WHAT THE TASK ASKS
Omitting all images, set down every line below exactly as it appears.

[Dataset entries]
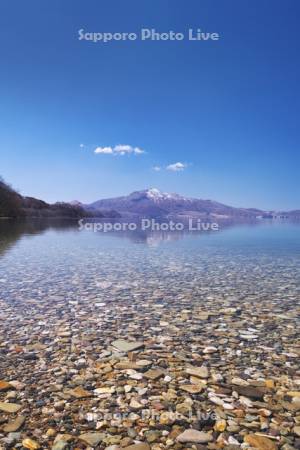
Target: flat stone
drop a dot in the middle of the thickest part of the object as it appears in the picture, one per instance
(200, 372)
(79, 392)
(31, 444)
(260, 442)
(127, 346)
(92, 439)
(14, 425)
(192, 388)
(154, 374)
(194, 436)
(249, 391)
(59, 445)
(5, 386)
(9, 407)
(141, 446)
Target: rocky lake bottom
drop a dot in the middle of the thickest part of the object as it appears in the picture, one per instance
(150, 342)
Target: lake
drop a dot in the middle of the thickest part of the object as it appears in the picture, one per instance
(99, 324)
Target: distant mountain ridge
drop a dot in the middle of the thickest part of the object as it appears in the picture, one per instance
(150, 203)
(154, 203)
(14, 205)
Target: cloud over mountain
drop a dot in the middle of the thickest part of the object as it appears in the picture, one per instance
(120, 149)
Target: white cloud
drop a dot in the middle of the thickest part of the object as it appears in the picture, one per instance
(120, 149)
(104, 150)
(177, 167)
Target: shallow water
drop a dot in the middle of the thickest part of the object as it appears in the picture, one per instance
(223, 300)
(39, 259)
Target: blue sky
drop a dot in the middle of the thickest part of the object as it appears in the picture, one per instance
(227, 110)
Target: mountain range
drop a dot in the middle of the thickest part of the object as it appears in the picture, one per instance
(150, 203)
(154, 203)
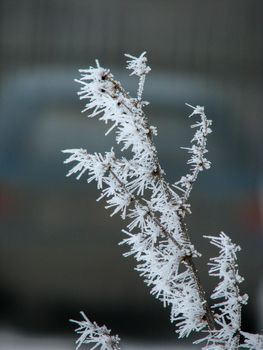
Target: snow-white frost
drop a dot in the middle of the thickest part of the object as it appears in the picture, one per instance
(92, 334)
(156, 234)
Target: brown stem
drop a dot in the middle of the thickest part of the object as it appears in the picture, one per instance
(188, 260)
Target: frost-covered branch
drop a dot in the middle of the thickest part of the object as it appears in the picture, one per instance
(92, 334)
(228, 308)
(198, 149)
(156, 233)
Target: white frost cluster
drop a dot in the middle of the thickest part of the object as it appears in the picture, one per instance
(156, 234)
(92, 334)
(228, 308)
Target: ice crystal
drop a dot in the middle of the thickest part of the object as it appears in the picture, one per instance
(156, 233)
(92, 334)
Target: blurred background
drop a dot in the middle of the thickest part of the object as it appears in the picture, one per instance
(59, 250)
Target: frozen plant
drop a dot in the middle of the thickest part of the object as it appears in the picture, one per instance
(156, 233)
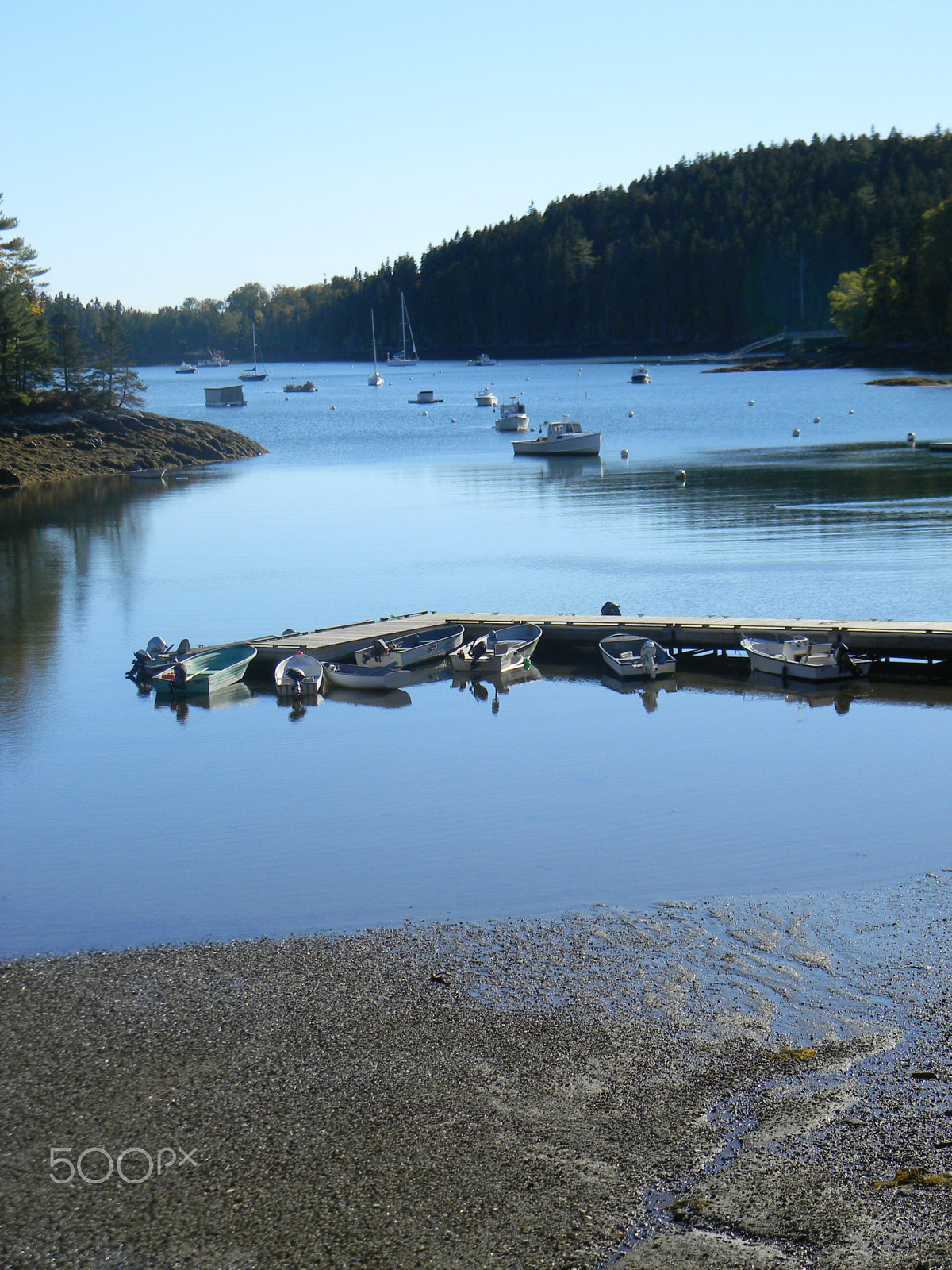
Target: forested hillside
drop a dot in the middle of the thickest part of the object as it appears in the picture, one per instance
(706, 254)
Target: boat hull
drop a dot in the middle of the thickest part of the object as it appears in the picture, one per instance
(290, 686)
(819, 667)
(376, 679)
(575, 444)
(513, 648)
(632, 658)
(206, 672)
(414, 649)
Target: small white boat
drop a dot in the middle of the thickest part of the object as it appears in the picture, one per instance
(254, 375)
(631, 657)
(380, 679)
(412, 649)
(298, 676)
(562, 438)
(498, 651)
(512, 417)
(405, 359)
(205, 672)
(804, 660)
(376, 380)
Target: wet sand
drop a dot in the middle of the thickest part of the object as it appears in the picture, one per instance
(704, 1085)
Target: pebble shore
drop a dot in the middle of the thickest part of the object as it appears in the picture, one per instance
(695, 1087)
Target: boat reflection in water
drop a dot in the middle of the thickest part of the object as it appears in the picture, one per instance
(649, 690)
(232, 695)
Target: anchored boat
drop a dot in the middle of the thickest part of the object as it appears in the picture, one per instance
(562, 438)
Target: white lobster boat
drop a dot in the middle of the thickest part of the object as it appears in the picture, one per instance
(378, 679)
(634, 658)
(298, 675)
(804, 660)
(512, 417)
(562, 438)
(498, 651)
(412, 649)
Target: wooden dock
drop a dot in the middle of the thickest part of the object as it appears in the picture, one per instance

RESULT
Target: flat stone
drop a dot in the middle of the thickest part of the object as it appears in the picture, one per instance
(200, 372)
(79, 392)
(31, 444)
(260, 442)
(127, 346)
(92, 439)
(14, 425)
(192, 388)
(154, 374)
(194, 436)
(249, 391)
(59, 445)
(5, 386)
(9, 407)
(141, 446)
Target: rocky lake bottom
drop a dot in the middle of the thickest part of the object as it appears in the picture, one per instance
(150, 342)
Target: lake
drop a dot in the middle of the thickest part of the object as it appears in the picture, one per instance
(99, 324)
Target: distant mountain ridge
drop a dot in the middle of the thickest part of the object as it appears in the picture, one per instance
(150, 203)
(154, 203)
(14, 205)
Target: cloud over mountain
drop a dot in the middle of the thickest part of the object as it appears in the picture, one per instance
(120, 149)
Target: white cloud
drop a dot in the middle of the thickest part of the object as it appears in the picture, one per instance
(120, 149)
(104, 150)
(177, 167)
Target: shallow water
drop a dot in the middle of the thickest part of the object as it appears in the picture, one per instance
(223, 300)
(39, 259)
Target: blue sky
drop a dot in the middle of the thickest part of the object as it appears in the picture, one per instance
(227, 110)
Target: mountain range
drop a dot in the middle of the thickest part of the object as it appears in the picture, one per instance
(150, 203)
(154, 203)
Target: snow-white frost
drop a dot in the middle of the thickest part of the object as it appears in the picture, one per instance
(92, 334)
(156, 234)
Target: brown stem
drop a dot in the middle of the thickest part of the object as it appears in the picture, one per instance
(188, 260)
Target: frost-covered branch
drop a dot in the middle of the thickest part of the object as it appears in the picture, one per instance
(92, 334)
(228, 308)
(198, 149)
(156, 233)
Target: white frost cluster
drop a dot in the middle of the thickest part of the object as it appears in the picture, one per instance
(156, 234)
(92, 334)
(228, 308)
Target: ice crystal
drop a dot in the middle of the thickest part of the object as it appears in the picture, one per instance
(156, 233)
(92, 334)
Target: blurred background
drop a dot in the middle of the thickest part of the object as it appears in the picture, one per instance
(59, 250)
Target: frozen plant
drop a dot in the middle of the thickest part of the object as it appears in the picture, one per instance
(156, 233)
Target: forested hillside
drop a dot in the middle of the thickest part of the object as it appears in the picture, one per instance
(706, 254)
Target: boat hull
drop a dot in the middle of the thickest part of the object as it appears in the picture, one per instance
(290, 686)
(819, 667)
(376, 679)
(575, 444)
(513, 648)
(632, 658)
(206, 672)
(414, 649)
Target: small white boat
drop a dot in the middle of the thickest part of the object as it appears in the picture, one per instance
(254, 375)
(631, 657)
(380, 679)
(412, 649)
(298, 676)
(562, 438)
(498, 651)
(512, 417)
(405, 359)
(205, 672)
(804, 660)
(376, 380)
Target: wet sand
drop a dot in the middle of the thickest part of the object as it appears in the picture, one per instance
(704, 1085)
Target: pebble shore
drop a dot in the middle of the thickest part of the object as it appears in the picture, one per instance
(695, 1087)
Target: boat reflection in water
drop a dot in the middle of the thickest part of the object as it appears in the picture, one per instance
(649, 690)
(232, 695)
Target: anchored boat
drop a dot in the middle of the thickest part of the object as it appears in the picture, one per instance
(562, 438)
Target: white lobster boat
drop a dot in the middle of the thickest part of the object as it appears in the picture, one per instance
(378, 679)
(634, 658)
(298, 675)
(804, 660)
(512, 417)
(562, 438)
(498, 651)
(412, 649)
Target: wooden dock
drop a dot in the middle of the thickest part of the object as it appears in the picture, one per instance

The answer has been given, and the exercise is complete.